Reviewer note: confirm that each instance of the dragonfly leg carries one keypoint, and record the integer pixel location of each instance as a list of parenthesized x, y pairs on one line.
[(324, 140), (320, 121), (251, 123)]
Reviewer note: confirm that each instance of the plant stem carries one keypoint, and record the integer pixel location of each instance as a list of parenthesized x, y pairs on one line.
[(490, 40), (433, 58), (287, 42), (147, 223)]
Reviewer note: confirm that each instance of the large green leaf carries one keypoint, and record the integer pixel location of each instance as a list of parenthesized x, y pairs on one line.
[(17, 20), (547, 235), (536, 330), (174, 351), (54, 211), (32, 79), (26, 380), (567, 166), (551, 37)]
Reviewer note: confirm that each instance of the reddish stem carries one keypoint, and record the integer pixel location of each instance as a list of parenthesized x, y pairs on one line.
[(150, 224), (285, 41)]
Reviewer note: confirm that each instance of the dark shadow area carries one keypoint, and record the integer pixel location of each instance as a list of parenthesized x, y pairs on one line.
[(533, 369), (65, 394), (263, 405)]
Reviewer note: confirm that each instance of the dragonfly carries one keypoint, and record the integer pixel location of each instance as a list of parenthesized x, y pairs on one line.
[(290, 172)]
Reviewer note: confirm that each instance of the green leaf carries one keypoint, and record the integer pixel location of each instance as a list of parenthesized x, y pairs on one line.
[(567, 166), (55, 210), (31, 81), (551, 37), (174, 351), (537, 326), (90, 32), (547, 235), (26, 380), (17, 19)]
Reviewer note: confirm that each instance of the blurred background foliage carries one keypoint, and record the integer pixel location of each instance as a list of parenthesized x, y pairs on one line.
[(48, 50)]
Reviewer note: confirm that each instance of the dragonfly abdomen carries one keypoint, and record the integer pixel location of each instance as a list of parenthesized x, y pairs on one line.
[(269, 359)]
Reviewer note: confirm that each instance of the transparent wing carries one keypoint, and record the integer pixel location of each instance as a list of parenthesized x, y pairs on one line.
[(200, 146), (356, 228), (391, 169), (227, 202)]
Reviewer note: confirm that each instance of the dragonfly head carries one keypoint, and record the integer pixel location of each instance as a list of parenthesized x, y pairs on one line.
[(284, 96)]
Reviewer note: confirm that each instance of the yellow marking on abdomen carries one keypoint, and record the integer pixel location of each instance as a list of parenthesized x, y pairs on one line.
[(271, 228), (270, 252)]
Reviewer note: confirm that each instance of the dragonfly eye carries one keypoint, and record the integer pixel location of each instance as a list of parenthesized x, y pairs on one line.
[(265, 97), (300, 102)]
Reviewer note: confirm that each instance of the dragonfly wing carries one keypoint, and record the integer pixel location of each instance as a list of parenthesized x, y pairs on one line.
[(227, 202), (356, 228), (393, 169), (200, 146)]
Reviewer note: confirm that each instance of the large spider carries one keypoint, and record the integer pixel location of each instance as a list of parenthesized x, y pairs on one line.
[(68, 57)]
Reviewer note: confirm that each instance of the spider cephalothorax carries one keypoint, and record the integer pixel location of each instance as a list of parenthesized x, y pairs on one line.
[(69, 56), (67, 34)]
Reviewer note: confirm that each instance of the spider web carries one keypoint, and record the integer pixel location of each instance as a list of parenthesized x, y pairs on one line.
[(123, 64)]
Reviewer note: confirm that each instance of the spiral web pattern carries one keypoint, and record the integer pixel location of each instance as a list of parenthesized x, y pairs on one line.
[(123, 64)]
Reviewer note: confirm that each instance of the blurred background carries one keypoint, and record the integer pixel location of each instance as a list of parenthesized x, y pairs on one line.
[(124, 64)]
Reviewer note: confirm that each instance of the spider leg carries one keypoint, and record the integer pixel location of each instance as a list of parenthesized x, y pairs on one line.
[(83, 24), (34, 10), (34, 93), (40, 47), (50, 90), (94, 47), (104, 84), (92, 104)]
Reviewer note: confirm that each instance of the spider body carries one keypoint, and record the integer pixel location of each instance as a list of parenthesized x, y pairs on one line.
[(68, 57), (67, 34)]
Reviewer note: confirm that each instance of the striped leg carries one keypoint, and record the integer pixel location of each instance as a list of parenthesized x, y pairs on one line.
------------------------------
Instructions for the task:
Please reproduce all of the data above word for word, keeping every line and its order unchanged.

Exercise answer:
Reviewer note: confirm that each instance of the dragonfly leg carries one keypoint, and record the integer pixel location of each instance as a list of parenthesized x, y pairs on one line.
[(324, 140), (320, 121), (251, 123)]
Reviewer note: confirm that each instance of the plant stem carries one keypoint, and record the integer pixel location of each instance as a list of parenthesized x, y pairs on one line.
[(490, 40), (433, 58), (287, 42), (147, 223)]
Reviewer note: confirm that each instance of the large green leaf carries one keypoint, and record the integer pixel location of each instance as a list of parenthesized x, y pairs on one line.
[(17, 20), (547, 235), (536, 330), (174, 351), (54, 211), (32, 79), (26, 380), (567, 166), (551, 37)]
Reviewer note: confirm that each instance of the reddish stem carries one keypoint, and record the integer pixel location of each instance as a list of parenthesized x, y pairs on one line.
[(150, 224), (285, 41)]
Reviewer note: confirm that each instance of the dark shadow area carries one keypoint, and record the integer pixel location of each instance as a list of parenthesized x, y pairs on one line.
[(533, 369), (65, 394), (263, 405)]
Reviewer note: confirm that each instance of the dragonfly carries one keypoint, and record the integer pixel location of each instance as a list of parenthesized x, y pairs on one line.
[(290, 172)]
Reviewer note: confirm that each instance of the green leaf carries one keypoint, and record the integer pixel location of each instance as a list of parenthesized x, y pairs on one line.
[(567, 166), (55, 210), (31, 81), (551, 37), (174, 351), (537, 326), (90, 32), (547, 235), (26, 380), (17, 19)]
Reviewer note: confirm that each instance of the blurred background foliage carries one keypoint, and record the integer pixel location of each instance as a list of parenthesized x, y pairs on one line.
[(48, 50)]
Reviewer note: confirm that each instance of the dragonfly abdomen carries one keypoint, and record the integer pixel location of each instance as a list of parenthesized x, y pairs on one line.
[(269, 359)]
Reviewer note: confirm that each instance of the transparent wing carries one keypoint, and record the integer pixel location of each instance as a list of parenthesized x, y pairs on one line.
[(200, 146), (356, 228), (391, 169), (227, 202)]
Reviewer note: confirm that each instance of the dragonfly head carries one keypoint, and record the integer pixel location of each instance as a list of parenthesized x, y pairs on one line.
[(284, 96)]
Reviewer note: confirm that each instance of the yellow marking on abdomen carries one keypoint, and record the integer pixel location of each instance as a list of parenthesized x, y pairs on one line.
[(271, 228), (270, 252)]
Reviewer note: confirm that each instance of the dragonfly eye carries one keypoint, and record the integer pixel location of each instance as a list of parenthesized x, y pairs on one line.
[(265, 97), (300, 102)]
Reviewer note: confirm that each instance of the dragonfly wing carries one keypoint, and record the integer pixel location of each instance as a list of parenthesized x, y pairs on one line.
[(227, 202), (356, 228), (393, 169), (200, 146)]
Reviewer note: confirm that each instance of the large spider carries one keypoint, and record the integer pixel location of each instance as a list of parenthesized x, y pairs on one line.
[(68, 57)]
Reviewer note: confirm that each instance of the spider cephalothorax carries one keypoint, and record the integer pixel location of each instance as a list of parenthesized x, y pairs on one line.
[(69, 56), (67, 34)]
Reviewer note: confirm that each instance of the spider web carries one keypoint, and record the integer pixel location of each instance as a list of parenthesized x, y pairs on one line.
[(123, 64)]
Reviewer note: confirm that each instance of the spiral web pattern carries one keypoint, and record the integer pixel location of each instance as a list of parenthesized x, y pairs on one line.
[(123, 64)]
Reviewer note: confirm that each instance of the blurred background carries one keypoint, and record the integer pixel location of each instance as a list of parenthesized x, y pairs on one line.
[(124, 64)]
Reviewer note: confirm that each instance of the spider leg carries one keypoint, and record the integer pixel location of each instance as a list of parenthesized x, y pairs on one line.
[(83, 24), (34, 10), (34, 93), (40, 47), (50, 90), (94, 47), (104, 84), (92, 104)]
Reviewer note: confirm that each instance of the spider body carries one keypoint, and record the integer pixel location of each instance as a list of parenthesized x, y pairs on one line.
[(68, 57), (67, 34)]
Reviewer note: confirm that each instance of the striped leg carries one keypoint, and record the integer pixel location of each instance as a list of parenthesized x, y pairs on one line.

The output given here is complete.